▶ INSTRUCTION: Return the records, each one exactly as written.

───── RAW DATA

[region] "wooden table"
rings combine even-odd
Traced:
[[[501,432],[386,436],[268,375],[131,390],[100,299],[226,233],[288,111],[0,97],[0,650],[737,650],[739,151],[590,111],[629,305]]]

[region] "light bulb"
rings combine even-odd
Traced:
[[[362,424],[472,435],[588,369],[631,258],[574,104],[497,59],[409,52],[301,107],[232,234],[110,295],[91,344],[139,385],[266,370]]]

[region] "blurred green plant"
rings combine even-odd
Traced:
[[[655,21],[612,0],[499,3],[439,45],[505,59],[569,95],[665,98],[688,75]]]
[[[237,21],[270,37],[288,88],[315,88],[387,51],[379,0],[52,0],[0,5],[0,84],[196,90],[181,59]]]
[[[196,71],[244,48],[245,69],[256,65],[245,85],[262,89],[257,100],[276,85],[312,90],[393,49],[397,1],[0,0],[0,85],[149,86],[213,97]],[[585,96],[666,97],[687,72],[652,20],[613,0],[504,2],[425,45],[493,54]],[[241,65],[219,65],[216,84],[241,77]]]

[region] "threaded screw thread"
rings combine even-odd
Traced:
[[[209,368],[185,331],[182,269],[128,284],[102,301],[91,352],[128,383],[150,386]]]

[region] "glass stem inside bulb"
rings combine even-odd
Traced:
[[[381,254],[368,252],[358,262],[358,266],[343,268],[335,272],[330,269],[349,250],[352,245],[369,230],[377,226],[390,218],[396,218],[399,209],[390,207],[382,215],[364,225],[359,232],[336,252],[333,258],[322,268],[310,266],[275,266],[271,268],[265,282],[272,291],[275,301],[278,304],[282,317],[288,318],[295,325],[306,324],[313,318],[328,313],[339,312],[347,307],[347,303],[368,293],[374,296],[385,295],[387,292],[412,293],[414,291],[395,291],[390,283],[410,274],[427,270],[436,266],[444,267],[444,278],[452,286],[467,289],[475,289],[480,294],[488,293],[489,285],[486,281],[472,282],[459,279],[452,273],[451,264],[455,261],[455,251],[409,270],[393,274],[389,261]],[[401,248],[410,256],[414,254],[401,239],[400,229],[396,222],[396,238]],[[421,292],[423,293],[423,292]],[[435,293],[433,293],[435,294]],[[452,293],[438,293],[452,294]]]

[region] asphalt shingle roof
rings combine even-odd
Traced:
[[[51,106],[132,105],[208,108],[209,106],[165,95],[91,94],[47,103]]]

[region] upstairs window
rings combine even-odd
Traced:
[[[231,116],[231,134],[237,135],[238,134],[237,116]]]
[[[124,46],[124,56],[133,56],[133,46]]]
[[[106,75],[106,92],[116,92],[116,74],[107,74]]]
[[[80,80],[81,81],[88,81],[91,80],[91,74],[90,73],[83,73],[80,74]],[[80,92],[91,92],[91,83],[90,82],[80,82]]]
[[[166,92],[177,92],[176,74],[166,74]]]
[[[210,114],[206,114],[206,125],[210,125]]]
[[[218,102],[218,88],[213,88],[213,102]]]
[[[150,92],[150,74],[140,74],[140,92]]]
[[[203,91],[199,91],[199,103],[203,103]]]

──────────

▶ THE ANSWER:
[region] "wooden table"
rings combine even-odd
Traced:
[[[501,432],[386,436],[268,375],[131,390],[100,299],[226,233],[288,111],[0,97],[0,650],[737,650],[739,151],[590,111],[629,305]]]

[region] "light bulb"
rings combine even-odd
Traced:
[[[362,424],[472,435],[588,369],[631,258],[574,104],[497,59],[409,52],[301,107],[232,234],[110,295],[91,344],[139,385],[266,370]]]

[region] "blurred green plant"
rings combine even-odd
Traced:
[[[655,21],[612,0],[499,3],[439,45],[505,59],[569,95],[665,98],[688,75]]]
[[[237,21],[270,37],[288,88],[315,88],[387,51],[379,0],[52,0],[0,5],[0,84],[196,90],[181,59]]]
[[[196,71],[244,48],[245,69],[256,65],[245,85],[262,89],[257,100],[276,85],[312,90],[393,49],[397,1],[0,0],[0,85],[149,86],[213,97]],[[585,96],[666,97],[687,72],[652,20],[613,0],[504,2],[425,45],[493,54]],[[241,65],[219,65],[216,84],[241,77]]]

[region] "threaded screw thread"
rings combine even-odd
Traced:
[[[209,368],[185,331],[182,269],[128,284],[102,301],[91,352],[128,383],[150,386]]]

[region] "glass stem inside bulb"
rings combine even-odd
Traced:
[[[381,254],[368,252],[358,262],[358,266],[343,268],[335,272],[330,269],[349,250],[352,245],[369,230],[377,226],[390,218],[396,218],[399,209],[390,207],[382,215],[364,225],[359,232],[336,252],[333,258],[322,268],[310,266],[275,266],[271,268],[265,282],[272,291],[275,301],[278,304],[282,317],[288,318],[295,325],[306,324],[313,318],[328,313],[339,312],[347,307],[347,303],[368,293],[374,296],[385,295],[387,292],[412,293],[414,291],[395,291],[390,283],[410,274],[427,270],[436,266],[444,267],[444,278],[452,286],[467,289],[475,289],[480,294],[488,293],[489,285],[486,281],[472,282],[459,279],[452,273],[451,264],[455,261],[455,251],[409,270],[393,274],[389,261]],[[401,248],[410,256],[414,254],[401,239],[400,229],[396,222],[396,238]],[[421,292],[423,293],[423,292]],[[435,293],[433,293],[435,294]],[[452,293],[438,293],[452,294]]]

[region] asphalt shingle roof
rings combine even-odd
Traced:
[[[51,106],[132,105],[208,108],[209,106],[165,95],[91,94],[47,103]]]

[region] upstairs window
rings combine even-odd
Traced:
[[[231,116],[231,134],[237,135],[238,134],[237,116]]]
[[[124,46],[124,56],[133,56],[133,46]]]
[[[106,75],[106,92],[116,92],[116,74],[107,74]]]
[[[80,80],[81,81],[88,81],[91,80],[91,74],[90,73],[83,73],[80,74]],[[80,92],[91,92],[91,83],[90,82],[80,82]]]
[[[166,92],[177,92],[176,74],[166,74]]]
[[[210,114],[206,114],[206,125],[210,125]]]
[[[218,102],[218,88],[213,88],[213,102]]]
[[[150,92],[150,74],[140,74],[140,92]]]
[[[203,91],[199,91],[199,103],[203,103]]]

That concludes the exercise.